Record extracts ▸
* * * * *

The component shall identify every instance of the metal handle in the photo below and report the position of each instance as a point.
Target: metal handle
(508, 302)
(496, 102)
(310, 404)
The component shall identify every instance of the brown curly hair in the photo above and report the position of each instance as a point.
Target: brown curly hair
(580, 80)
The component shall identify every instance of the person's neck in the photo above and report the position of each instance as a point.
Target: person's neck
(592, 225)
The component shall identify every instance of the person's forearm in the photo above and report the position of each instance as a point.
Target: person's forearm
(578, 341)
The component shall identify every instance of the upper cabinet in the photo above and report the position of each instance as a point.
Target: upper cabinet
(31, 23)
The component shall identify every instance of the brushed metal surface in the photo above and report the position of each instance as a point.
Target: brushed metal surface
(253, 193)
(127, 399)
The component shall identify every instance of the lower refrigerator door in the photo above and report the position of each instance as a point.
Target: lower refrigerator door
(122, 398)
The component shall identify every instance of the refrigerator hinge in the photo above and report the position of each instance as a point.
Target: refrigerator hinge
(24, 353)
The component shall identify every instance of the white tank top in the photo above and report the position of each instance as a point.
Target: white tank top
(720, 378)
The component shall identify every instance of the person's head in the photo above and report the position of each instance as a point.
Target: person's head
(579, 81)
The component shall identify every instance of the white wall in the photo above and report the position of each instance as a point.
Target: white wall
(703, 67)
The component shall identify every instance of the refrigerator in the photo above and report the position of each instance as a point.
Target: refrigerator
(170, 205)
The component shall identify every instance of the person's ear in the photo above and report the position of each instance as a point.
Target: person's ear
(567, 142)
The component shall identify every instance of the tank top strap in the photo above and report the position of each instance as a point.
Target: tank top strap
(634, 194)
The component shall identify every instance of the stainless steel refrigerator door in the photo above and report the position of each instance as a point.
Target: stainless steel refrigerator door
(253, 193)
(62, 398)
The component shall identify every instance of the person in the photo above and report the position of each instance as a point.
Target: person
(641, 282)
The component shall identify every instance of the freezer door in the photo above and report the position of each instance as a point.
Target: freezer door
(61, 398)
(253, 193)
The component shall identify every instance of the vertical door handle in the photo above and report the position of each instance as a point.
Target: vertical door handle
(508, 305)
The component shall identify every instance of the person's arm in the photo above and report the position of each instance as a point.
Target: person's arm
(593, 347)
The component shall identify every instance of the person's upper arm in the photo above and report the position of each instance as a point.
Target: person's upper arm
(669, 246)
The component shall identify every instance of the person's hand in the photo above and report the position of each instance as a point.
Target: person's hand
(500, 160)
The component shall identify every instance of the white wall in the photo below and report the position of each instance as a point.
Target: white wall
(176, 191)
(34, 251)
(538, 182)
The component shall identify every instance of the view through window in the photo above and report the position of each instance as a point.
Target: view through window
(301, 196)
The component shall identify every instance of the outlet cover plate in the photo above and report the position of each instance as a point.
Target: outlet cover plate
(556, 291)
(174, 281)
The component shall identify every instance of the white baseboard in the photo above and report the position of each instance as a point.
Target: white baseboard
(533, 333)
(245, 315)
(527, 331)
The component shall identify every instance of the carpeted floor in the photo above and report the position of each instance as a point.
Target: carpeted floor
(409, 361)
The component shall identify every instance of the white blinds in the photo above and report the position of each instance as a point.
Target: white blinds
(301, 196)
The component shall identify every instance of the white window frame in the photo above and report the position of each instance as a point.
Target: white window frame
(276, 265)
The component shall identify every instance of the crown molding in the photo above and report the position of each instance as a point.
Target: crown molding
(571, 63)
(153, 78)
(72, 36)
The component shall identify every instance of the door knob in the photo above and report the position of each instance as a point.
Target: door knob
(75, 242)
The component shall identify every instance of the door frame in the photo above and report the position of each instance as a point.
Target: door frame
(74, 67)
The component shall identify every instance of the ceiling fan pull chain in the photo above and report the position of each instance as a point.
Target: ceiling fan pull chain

* * * * *

Exercise objective ▸ Output the listing above exactly as it appears.

Reply to the exercise ▸
The component shall identify every instance of the metal handle in the photo below and report the position of each instance as a point.
Target: metal handle
(508, 302)
(496, 102)
(310, 404)
The component shall identify every instance of the brown curly hair in the photo above and report the position of each instance as a point.
Target: brown curly hair
(580, 80)
The component shall identify every instance of the person's neck in the photo above and report the position of each instance as a point.
Target: person's neck
(592, 225)
The component shall identify every instance of the person's forearm in the photo above and report the position of each instance as a point.
Target: person's forearm
(578, 341)
The component shall identify every instance of the upper cabinet in the photo above and report the position of each instance as a point.
Target: upper cabinet
(31, 23)
The component shall identify every instance of the brushed metal surface in the photo above and report the position of each instance as a point.
Target: brushed metal surface
(253, 193)
(127, 399)
The component shall identify every instance of the lower refrigerator door in the photo above and report the position of each instance as a point.
Target: lower refrigerator door
(122, 398)
The component shall identify every instance of the refrigerator hinge in the photo above and report the position of each instance as a point.
Target: refrigerator hinge
(24, 353)
The component shall identify every instance of the white tank top in the photo above and report the position of each instance as a point.
Target: white tank top
(720, 378)
The component shall identify every instance of the person's head in the photo above and report the position of each instance as a point.
Target: person's head
(579, 81)
The component shall identify every instance of the white wall in the photo above and report the position of each instance as a point.
Target: white wall
(703, 67)
The component shall identify every instance of the refrigerator in the photo above and report the position of each instance as a point.
Target: refrigerator
(170, 205)
The component shall identify every instance of the person's ear in the photo above and report the position of each instance as a point.
Target: person's ear
(567, 142)
The component shall identify every instance of the tank top strap in the photo above and report the position of each instance as a point.
Target: tank top strap
(634, 194)
The component shall identify every instance of the stainless steel refrigerator door in the photo above and report the position of each instance as a point.
Target: stainless steel refrigerator door
(253, 193)
(62, 398)
The component shall identify every instance of the person in the photo above and report the position of each instance as a point.
Target: person
(641, 282)
The component shall identify every instance of the freezer door in the photo above and report the position of each instance as a point.
Target: freezer door
(61, 398)
(253, 193)
The component shall identify every instance of the vertical door handle in the photo above and report the position of each instance as a point.
Target: vertical door handle
(508, 305)
The component shall identify every instance of the person's arm in the photo above and report the position of each instance as a point.
Target: person's arm
(593, 347)
The component shall identify every instance of the person's upper arm in the photo above and report the position of each instance as a point.
Target: person's upper arm
(669, 246)
The component shall identify every instance of the person's hand in the photo above and report the position of each instance as a point.
Target: person's hand
(500, 160)
The component shall identify every instance of the white wall in the photo below and report the position of each instance as a point.
Target: white wall
(176, 191)
(34, 251)
(538, 182)
The component shall identify every instance of the view through window in the photo above and report the position of each instance as a point.
Target: view through window
(301, 196)
The component shall identify every instance of the outlet cover plate in the photo above and report the position of each instance as a point.
Target: outlet cover plate
(556, 291)
(174, 281)
The component shall identify every instance of the white baseboard in the photo above and report the position of each instance as a point.
Target: white baseboard
(533, 333)
(245, 315)
(527, 331)
The component shall identify every instance of the carpeted floor in the photo above and report the position of each instance as a point.
Target: carpeted floor
(409, 361)
The component shall identify every instance of the white blinds in the photo above and report the position of each instance as a point.
Target: white blinds
(301, 196)
The component shall identify every instance of the white window frame in the photo above and report the position of each instance as a point.
Target: white window frame
(276, 265)
The component shall identify every instance of the crown molding in the photo above and report the position of each instance as a point.
Target: crown molding
(571, 63)
(153, 78)
(72, 36)
The component shall identify every instance of the door knob in the photo above and report the position of each instance as a point.
Target: door knob
(75, 242)
The component shall identify every instance of the door frame in the photo above and report the position of each instance as a point.
Target: door frame
(74, 67)
The component shall identify every instance of the ceiling fan pull chain in the photo above and report the position of each instance as a point.
Target: ceiling fan pull chain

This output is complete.